[Stored data entries]
--
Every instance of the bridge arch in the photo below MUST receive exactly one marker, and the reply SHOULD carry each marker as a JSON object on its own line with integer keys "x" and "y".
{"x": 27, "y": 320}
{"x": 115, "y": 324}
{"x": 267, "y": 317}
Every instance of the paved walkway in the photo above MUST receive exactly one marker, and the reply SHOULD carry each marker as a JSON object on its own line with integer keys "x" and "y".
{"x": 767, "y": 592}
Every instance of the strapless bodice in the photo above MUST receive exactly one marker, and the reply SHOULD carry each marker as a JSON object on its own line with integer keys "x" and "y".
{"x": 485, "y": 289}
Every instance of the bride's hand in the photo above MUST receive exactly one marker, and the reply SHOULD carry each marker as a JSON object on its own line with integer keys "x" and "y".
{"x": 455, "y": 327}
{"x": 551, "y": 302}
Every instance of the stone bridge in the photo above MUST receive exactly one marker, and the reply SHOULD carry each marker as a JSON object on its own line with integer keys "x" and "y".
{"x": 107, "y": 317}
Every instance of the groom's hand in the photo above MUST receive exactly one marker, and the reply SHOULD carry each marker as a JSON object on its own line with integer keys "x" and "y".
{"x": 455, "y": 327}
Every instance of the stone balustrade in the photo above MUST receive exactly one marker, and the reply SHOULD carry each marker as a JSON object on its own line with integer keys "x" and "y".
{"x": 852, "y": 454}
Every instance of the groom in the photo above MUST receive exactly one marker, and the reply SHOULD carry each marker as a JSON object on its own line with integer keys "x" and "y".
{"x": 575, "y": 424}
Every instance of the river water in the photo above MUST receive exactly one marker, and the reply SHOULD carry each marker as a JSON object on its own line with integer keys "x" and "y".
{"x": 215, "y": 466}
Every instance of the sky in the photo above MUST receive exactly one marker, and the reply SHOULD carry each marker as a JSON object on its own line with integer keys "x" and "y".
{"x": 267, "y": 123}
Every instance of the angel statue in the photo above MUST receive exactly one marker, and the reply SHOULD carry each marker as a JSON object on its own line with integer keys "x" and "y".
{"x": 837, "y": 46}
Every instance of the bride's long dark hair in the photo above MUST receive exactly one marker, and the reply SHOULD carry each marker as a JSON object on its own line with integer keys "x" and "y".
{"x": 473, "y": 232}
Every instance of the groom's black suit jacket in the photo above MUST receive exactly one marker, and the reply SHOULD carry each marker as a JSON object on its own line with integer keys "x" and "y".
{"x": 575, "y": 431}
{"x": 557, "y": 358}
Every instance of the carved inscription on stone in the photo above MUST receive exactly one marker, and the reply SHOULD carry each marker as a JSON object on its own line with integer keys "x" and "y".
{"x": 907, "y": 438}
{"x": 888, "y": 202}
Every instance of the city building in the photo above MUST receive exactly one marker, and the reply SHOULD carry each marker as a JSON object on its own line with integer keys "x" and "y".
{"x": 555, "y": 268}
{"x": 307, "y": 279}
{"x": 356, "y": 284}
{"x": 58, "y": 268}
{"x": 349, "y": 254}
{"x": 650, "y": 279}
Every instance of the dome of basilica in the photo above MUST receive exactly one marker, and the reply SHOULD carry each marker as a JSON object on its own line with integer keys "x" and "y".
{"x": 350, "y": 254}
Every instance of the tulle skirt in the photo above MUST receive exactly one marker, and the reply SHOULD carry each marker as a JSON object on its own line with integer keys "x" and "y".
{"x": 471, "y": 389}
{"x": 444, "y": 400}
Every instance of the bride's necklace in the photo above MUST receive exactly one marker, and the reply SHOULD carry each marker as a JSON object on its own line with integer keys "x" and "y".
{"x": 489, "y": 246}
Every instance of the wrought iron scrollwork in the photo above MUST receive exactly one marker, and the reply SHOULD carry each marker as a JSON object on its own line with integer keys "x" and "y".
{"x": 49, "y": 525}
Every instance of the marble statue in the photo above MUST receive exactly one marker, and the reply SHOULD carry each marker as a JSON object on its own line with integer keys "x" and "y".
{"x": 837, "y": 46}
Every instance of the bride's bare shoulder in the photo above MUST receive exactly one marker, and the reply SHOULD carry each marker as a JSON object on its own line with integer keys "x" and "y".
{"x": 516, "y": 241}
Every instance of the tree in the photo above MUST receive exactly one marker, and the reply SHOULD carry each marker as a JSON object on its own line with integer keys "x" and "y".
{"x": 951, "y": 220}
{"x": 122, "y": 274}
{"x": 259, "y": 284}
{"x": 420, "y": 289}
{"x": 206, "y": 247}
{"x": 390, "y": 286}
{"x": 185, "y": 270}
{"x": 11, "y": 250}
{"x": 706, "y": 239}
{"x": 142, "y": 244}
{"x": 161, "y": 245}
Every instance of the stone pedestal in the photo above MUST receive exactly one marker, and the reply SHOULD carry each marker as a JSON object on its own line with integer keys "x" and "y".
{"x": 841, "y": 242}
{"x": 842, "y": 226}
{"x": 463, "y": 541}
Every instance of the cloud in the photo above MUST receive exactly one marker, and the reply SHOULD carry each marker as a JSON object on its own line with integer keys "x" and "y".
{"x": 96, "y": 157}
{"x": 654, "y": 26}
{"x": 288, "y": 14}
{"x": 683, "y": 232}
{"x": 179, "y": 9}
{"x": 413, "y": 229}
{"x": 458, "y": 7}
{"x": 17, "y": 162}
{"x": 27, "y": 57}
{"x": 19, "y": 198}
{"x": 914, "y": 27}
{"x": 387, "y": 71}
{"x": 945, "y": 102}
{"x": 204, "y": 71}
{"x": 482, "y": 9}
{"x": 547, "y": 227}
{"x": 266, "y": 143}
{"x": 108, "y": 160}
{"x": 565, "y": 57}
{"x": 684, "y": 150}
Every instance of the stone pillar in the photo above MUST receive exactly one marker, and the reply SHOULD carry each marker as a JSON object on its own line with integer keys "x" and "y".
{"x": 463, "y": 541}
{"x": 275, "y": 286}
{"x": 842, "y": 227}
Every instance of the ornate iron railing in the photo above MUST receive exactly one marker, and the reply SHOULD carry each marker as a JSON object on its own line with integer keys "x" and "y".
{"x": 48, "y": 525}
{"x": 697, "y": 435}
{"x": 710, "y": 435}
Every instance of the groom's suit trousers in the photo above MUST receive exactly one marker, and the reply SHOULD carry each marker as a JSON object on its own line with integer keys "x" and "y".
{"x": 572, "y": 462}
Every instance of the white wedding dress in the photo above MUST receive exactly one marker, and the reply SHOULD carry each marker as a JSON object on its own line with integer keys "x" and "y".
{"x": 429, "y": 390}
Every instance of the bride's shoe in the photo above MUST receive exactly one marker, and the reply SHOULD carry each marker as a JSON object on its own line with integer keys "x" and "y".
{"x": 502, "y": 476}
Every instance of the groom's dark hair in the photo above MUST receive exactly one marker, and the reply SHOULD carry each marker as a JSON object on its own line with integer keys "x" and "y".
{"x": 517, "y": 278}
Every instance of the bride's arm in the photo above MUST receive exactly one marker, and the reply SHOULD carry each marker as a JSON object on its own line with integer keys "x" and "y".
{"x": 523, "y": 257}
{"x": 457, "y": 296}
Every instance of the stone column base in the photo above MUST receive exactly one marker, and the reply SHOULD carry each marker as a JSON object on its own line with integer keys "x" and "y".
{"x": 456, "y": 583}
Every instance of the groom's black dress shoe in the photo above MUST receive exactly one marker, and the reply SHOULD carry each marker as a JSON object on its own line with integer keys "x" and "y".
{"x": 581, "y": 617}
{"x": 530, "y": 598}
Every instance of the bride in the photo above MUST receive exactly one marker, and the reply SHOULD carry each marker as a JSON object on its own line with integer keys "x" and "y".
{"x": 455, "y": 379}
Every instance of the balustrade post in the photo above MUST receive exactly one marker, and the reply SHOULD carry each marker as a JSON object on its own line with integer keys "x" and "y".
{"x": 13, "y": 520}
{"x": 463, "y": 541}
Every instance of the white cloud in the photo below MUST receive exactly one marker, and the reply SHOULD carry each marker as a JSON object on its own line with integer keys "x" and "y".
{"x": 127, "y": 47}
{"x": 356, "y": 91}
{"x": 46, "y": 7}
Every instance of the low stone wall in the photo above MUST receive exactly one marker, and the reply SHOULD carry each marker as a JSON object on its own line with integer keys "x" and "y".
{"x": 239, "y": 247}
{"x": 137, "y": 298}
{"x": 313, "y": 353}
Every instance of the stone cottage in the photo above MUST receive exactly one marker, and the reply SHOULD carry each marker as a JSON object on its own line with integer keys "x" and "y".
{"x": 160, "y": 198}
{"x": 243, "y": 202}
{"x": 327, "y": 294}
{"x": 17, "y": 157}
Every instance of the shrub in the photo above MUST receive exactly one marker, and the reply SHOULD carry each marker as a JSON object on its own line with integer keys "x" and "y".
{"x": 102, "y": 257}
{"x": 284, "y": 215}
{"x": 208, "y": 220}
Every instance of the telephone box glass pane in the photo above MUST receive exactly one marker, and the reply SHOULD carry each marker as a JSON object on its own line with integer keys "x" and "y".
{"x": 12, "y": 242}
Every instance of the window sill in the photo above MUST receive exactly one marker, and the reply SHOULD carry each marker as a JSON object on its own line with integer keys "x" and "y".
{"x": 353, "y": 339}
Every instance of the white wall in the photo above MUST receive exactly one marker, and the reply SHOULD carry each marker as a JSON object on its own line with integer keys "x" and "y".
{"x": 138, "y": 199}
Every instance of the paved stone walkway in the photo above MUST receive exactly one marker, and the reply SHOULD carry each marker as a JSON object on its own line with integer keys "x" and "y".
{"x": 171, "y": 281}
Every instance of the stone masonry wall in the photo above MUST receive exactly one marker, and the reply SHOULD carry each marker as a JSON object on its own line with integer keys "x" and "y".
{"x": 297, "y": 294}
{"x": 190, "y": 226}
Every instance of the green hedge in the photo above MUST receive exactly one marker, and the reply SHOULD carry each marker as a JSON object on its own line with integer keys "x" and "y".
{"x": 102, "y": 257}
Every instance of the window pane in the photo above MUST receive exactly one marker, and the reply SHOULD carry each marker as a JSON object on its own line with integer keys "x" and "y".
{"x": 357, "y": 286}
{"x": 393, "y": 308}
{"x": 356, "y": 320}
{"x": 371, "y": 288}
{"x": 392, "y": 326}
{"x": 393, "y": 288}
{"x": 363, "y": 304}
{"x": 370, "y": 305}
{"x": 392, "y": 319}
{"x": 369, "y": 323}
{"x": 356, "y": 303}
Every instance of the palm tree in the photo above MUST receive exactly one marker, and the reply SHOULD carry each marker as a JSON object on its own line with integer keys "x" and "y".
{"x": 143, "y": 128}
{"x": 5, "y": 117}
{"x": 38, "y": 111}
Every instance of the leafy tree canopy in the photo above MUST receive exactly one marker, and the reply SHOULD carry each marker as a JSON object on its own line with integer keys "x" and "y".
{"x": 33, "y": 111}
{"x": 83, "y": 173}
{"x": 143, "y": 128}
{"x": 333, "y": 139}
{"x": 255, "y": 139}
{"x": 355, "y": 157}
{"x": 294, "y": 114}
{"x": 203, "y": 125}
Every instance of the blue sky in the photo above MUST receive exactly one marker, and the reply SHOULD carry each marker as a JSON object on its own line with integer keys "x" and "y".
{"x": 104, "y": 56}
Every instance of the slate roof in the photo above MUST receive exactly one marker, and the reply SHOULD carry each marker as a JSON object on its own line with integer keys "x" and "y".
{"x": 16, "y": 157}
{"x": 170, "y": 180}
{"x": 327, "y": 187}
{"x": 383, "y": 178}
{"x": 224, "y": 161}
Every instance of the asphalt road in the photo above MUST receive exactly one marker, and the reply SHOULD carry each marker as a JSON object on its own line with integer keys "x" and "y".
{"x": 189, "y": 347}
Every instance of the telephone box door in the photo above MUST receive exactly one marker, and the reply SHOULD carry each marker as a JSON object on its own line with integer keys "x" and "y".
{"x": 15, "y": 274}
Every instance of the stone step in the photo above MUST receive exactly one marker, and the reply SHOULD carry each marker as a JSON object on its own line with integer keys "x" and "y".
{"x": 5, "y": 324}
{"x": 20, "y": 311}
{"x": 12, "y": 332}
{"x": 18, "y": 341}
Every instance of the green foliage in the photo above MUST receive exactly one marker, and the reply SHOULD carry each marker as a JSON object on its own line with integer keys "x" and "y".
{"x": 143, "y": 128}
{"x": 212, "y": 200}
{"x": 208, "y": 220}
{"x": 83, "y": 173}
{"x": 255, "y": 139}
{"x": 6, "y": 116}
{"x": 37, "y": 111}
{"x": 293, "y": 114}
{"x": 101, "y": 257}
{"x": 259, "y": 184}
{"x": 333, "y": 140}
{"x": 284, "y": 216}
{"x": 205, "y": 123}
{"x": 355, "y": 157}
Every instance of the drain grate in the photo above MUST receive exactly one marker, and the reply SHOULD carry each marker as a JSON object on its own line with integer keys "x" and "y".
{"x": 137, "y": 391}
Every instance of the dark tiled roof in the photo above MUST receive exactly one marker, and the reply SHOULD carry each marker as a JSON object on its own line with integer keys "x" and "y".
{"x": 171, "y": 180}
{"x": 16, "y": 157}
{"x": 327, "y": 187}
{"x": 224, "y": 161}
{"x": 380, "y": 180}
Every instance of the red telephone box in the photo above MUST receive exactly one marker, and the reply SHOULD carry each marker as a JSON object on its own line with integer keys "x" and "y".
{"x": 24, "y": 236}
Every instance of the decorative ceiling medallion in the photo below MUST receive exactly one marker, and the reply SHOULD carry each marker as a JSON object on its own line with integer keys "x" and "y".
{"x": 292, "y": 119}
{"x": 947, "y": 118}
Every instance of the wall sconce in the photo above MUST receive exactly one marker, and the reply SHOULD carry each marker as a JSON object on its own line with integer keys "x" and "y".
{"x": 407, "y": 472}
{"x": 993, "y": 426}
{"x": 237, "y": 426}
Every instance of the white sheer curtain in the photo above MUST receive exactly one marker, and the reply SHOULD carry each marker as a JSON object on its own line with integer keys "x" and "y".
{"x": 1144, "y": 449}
--
Task directions – Only the lines from the one containing "Every instance of the dark" through the last line of the records are to be set down, exactly as they appear.

Answer to the exercise –
Every instance of the dark tiled roof in the photo above MUST receive exactly one marker, and the reply SHOULD carry each marker as a JSON object on its own line with integer keys "x" and "y".
{"x": 171, "y": 180}
{"x": 16, "y": 157}
{"x": 327, "y": 187}
{"x": 224, "y": 161}
{"x": 380, "y": 180}
Every instance of the red telephone box in the photo above MUST receive exactly one marker, and the reply SHOULD carry each marker as a JSON object on its own line with integer keys "x" and "y".
{"x": 24, "y": 236}
Every instance of the decorative ceiling medallion in the photo below MUST receive exactly one marker, and the reply SHOULD carry each marker as a JSON object on its own line with integer keys "x" and "y".
{"x": 292, "y": 119}
{"x": 947, "y": 118}
Every instance of the wall sconce in the photo above MUST receive exactly one marker, and the reply SHOULD carry each marker as a JSON object on its own line with integer keys "x" and "y".
{"x": 407, "y": 472}
{"x": 993, "y": 426}
{"x": 237, "y": 426}
Every instance of the white sheer curtain in the photo above MUST receive exactly one marker, and the reply SHOULD carry each marker as a JSON object on its own line with integer keys "x" and "y".
{"x": 1144, "y": 449}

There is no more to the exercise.